How to complete this task:
Beneath this line is the data. Output exactly the lines from the line with "for every instance of the lunaria" to the line with "for every instance of the skin", both ends included, and nothing more.

══ Supplied material

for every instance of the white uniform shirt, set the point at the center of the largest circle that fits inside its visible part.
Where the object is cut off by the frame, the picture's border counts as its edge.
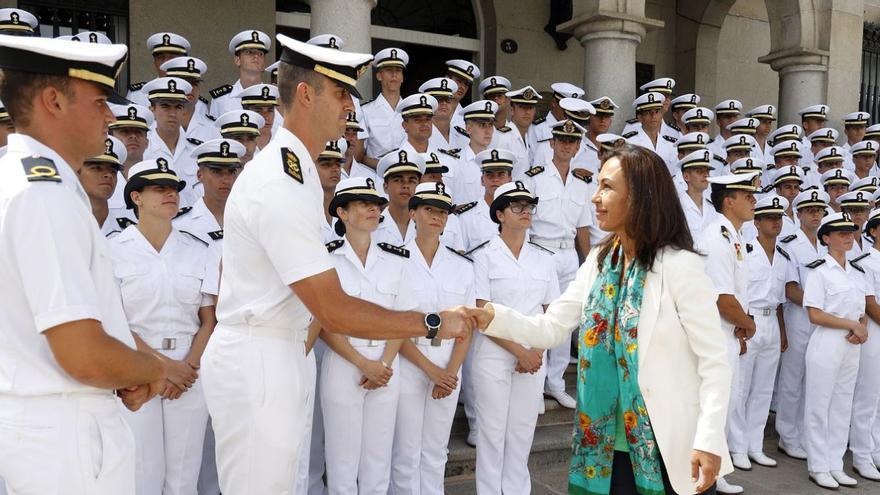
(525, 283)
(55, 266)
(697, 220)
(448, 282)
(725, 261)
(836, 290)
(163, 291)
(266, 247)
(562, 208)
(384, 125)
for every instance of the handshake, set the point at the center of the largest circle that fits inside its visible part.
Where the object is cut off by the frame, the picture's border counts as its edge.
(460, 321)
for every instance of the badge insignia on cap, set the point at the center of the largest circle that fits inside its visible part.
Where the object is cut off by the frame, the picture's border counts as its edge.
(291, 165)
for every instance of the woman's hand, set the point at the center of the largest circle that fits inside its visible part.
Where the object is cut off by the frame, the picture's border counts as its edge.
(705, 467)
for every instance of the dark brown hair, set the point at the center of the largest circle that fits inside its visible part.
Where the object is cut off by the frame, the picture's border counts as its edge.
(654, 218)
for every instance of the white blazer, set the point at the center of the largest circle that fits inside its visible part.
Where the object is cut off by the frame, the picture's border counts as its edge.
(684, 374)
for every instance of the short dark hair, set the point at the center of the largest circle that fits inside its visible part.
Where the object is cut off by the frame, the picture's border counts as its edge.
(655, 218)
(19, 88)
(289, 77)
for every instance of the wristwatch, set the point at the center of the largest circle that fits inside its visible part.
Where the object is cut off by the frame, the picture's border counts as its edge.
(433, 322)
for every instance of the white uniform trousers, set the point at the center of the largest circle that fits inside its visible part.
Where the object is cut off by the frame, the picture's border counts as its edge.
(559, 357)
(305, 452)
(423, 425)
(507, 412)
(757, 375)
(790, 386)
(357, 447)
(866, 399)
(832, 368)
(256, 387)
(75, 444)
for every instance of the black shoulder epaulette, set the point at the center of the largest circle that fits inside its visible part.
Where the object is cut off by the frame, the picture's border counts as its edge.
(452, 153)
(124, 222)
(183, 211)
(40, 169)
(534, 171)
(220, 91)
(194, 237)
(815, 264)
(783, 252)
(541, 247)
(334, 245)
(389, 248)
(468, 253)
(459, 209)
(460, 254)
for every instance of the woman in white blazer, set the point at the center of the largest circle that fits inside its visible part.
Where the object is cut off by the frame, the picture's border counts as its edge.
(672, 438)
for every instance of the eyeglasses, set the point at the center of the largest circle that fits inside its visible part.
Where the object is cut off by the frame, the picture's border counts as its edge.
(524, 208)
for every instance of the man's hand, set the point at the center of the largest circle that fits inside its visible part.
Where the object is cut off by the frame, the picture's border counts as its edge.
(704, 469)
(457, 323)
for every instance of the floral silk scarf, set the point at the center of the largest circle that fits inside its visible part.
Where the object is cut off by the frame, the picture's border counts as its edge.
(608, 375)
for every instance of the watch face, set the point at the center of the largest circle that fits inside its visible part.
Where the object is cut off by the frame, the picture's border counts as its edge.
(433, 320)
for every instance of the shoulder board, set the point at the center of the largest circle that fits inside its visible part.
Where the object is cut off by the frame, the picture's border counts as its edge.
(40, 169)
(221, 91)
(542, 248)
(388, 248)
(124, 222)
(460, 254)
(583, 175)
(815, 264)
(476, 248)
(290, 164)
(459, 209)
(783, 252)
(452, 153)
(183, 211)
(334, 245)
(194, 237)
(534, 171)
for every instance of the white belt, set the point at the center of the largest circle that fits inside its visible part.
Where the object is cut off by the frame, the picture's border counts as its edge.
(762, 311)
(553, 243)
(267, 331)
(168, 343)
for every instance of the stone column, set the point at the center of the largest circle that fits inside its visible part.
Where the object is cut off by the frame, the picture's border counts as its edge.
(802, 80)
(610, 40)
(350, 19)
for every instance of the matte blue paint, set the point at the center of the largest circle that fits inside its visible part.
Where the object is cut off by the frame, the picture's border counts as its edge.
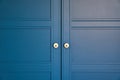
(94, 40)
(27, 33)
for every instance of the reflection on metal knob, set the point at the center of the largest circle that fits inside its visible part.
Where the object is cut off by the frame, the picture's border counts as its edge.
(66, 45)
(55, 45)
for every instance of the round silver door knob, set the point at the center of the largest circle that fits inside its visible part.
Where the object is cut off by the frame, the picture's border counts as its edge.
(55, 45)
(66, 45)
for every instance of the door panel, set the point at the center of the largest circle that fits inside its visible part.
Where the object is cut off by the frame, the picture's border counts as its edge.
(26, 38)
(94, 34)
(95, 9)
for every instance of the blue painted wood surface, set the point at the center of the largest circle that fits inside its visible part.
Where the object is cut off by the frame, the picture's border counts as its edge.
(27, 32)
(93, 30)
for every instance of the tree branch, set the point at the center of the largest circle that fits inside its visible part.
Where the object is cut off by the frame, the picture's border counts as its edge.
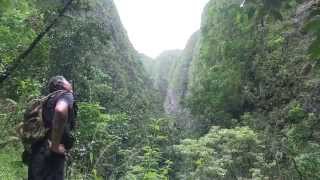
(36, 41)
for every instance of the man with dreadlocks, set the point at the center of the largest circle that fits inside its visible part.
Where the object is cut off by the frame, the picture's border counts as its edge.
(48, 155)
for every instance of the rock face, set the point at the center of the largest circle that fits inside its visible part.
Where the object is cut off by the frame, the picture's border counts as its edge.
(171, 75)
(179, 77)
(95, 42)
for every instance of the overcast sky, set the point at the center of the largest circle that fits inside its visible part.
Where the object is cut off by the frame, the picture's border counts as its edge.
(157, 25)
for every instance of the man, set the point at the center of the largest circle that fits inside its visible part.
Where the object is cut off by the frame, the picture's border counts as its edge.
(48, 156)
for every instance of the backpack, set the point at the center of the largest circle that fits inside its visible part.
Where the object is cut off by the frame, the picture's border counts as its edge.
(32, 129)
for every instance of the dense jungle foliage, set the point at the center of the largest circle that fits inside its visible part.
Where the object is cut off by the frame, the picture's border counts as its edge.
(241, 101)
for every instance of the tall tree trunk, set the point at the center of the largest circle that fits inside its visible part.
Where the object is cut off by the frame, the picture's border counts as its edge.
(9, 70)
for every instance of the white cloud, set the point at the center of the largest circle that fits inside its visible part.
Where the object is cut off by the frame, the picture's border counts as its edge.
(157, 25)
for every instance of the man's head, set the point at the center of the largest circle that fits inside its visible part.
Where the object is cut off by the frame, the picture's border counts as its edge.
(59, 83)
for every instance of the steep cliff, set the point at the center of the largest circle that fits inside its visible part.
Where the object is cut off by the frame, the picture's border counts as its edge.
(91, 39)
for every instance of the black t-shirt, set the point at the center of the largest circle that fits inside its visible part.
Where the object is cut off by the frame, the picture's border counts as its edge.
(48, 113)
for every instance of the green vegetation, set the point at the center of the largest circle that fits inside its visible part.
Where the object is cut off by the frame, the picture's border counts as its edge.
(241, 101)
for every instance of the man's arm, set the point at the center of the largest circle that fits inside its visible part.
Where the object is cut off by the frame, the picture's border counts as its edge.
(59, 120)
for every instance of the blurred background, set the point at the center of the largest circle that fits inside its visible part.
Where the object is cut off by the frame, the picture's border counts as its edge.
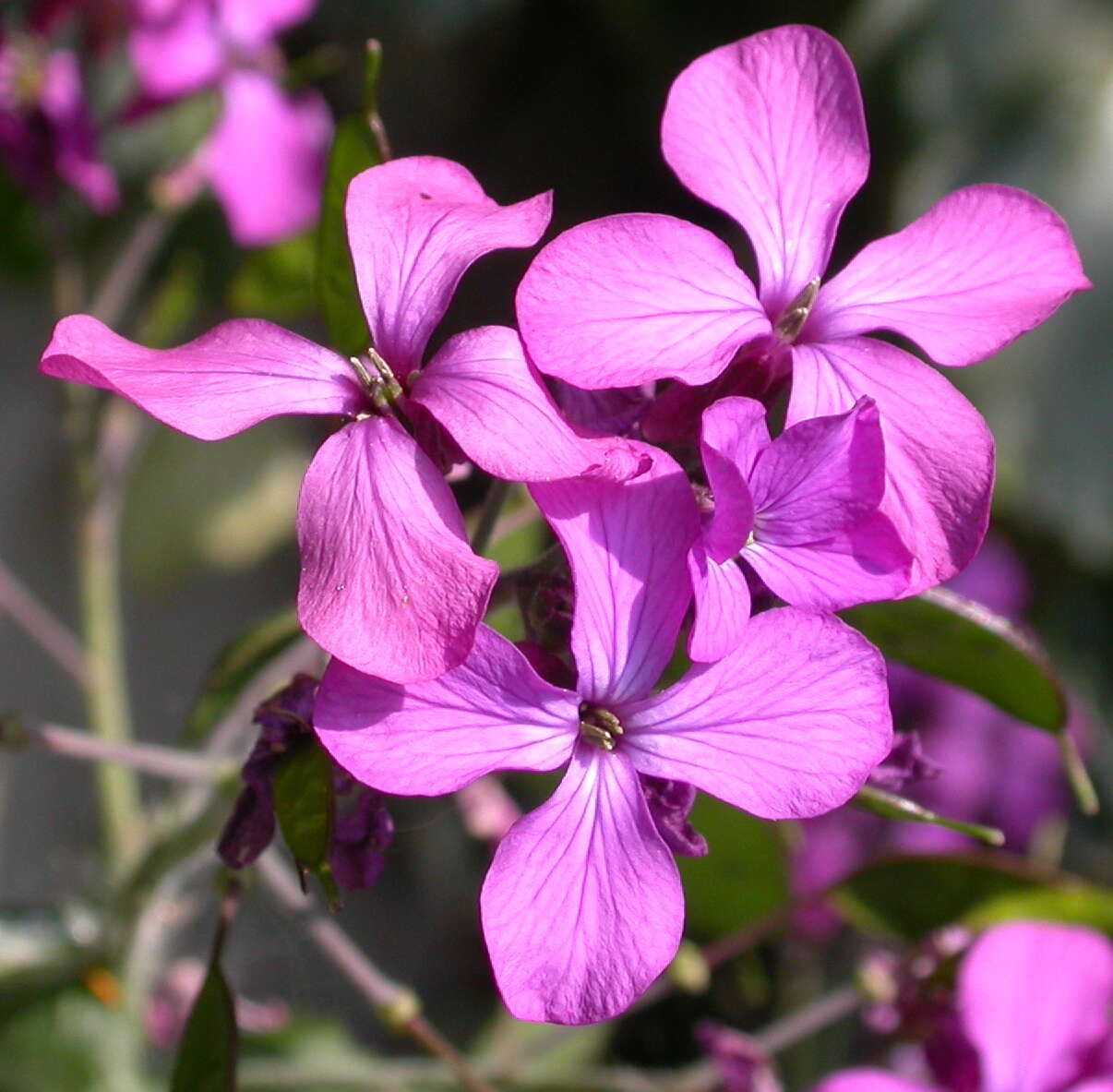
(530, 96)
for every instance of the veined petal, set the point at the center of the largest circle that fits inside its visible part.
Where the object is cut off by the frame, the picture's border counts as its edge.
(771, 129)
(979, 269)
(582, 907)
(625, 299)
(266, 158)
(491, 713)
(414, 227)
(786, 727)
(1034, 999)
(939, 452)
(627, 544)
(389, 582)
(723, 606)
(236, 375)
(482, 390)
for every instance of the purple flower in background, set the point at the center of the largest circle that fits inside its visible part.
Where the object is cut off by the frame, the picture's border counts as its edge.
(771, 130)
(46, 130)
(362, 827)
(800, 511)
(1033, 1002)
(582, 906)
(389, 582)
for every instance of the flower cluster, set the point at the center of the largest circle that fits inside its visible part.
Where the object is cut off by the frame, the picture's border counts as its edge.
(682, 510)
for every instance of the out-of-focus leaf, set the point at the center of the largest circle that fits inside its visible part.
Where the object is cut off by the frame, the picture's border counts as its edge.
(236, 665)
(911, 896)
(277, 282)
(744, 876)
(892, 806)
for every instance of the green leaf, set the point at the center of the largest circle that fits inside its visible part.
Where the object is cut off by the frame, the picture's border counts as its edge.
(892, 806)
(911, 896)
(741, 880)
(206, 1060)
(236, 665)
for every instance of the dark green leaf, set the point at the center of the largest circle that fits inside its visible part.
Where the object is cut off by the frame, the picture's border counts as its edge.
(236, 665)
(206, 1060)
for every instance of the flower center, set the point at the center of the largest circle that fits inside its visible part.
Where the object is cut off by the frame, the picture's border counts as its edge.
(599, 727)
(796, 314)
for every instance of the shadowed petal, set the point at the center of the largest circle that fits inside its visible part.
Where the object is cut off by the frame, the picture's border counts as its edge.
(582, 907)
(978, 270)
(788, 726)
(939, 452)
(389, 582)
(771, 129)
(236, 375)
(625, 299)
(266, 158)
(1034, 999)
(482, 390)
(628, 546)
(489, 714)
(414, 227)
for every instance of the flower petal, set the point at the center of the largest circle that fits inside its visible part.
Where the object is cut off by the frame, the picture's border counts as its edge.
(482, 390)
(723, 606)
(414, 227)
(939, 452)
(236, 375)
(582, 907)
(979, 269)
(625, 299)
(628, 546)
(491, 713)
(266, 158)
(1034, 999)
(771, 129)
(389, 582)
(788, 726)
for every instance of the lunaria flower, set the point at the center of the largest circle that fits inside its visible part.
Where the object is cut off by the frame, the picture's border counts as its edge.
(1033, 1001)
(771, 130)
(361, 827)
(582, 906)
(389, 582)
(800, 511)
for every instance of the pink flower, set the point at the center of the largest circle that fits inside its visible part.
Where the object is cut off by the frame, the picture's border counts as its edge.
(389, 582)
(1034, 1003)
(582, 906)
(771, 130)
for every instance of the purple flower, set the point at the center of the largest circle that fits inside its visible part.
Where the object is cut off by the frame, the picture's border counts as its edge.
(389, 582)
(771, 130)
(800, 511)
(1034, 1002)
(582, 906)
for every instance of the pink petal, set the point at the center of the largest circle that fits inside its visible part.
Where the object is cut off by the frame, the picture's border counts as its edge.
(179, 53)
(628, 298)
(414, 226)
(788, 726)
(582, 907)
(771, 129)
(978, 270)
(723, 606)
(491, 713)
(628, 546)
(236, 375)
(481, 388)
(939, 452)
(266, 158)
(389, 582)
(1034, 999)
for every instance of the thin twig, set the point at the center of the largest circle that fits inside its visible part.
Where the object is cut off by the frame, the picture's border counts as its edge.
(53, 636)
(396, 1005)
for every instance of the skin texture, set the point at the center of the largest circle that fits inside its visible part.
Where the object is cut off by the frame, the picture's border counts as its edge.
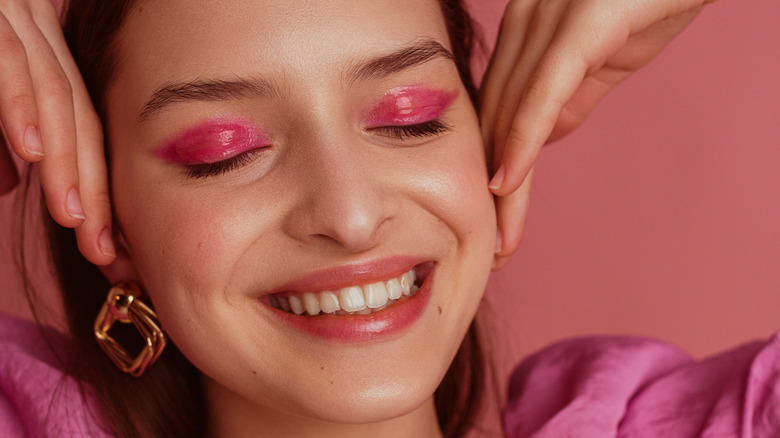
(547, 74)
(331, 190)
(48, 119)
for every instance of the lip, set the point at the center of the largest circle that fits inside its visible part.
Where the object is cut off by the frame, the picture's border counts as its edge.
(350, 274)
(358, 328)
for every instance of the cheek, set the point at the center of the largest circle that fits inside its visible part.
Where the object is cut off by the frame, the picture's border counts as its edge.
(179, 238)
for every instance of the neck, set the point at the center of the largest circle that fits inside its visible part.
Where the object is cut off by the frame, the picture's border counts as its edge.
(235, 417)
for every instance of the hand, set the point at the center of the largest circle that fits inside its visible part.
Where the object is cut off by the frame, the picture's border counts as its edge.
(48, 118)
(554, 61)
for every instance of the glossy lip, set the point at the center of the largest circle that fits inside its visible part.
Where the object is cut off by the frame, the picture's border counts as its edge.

════

Task answer:
for every instance of the lunaria flower, set the point at the center of the largest circle that fits inside its visible part.
Where the object is cut off by the frame, the picture's border counts as its edge.
(1033, 1001)
(771, 130)
(361, 827)
(582, 906)
(389, 582)
(800, 511)
for every instance of the pink flower, set the point at the center of the largest circle that fits inside its visible part.
Where the object is cut off by the frame, the picture's border counts as its edge.
(389, 582)
(1034, 1003)
(582, 906)
(771, 130)
for every instance of the purple flower, set the point at the center of the largest circle that fits inside its visible part.
Where the object is cut off by the frame, the picture's border counts as its edge.
(389, 582)
(771, 130)
(800, 511)
(1034, 1002)
(582, 906)
for every instance of the pink petal, set the point at the center of the largest circle that fits inside its visible part.
Where the object is cut off by the frame, the picture's border counts as its edge.
(179, 53)
(628, 298)
(414, 226)
(788, 726)
(582, 907)
(771, 129)
(978, 270)
(723, 606)
(491, 713)
(628, 546)
(236, 375)
(481, 388)
(939, 452)
(266, 158)
(389, 582)
(1034, 999)
for every instance of the thin twig, set the point at the center of the largest circle that fits inside its visible part.
Where the object is cut off by the frame, the picture's border counts as its edge.
(53, 636)
(396, 1005)
for every instance of the skin texture, set the point at the center of the largest circle that fits inside its visible part.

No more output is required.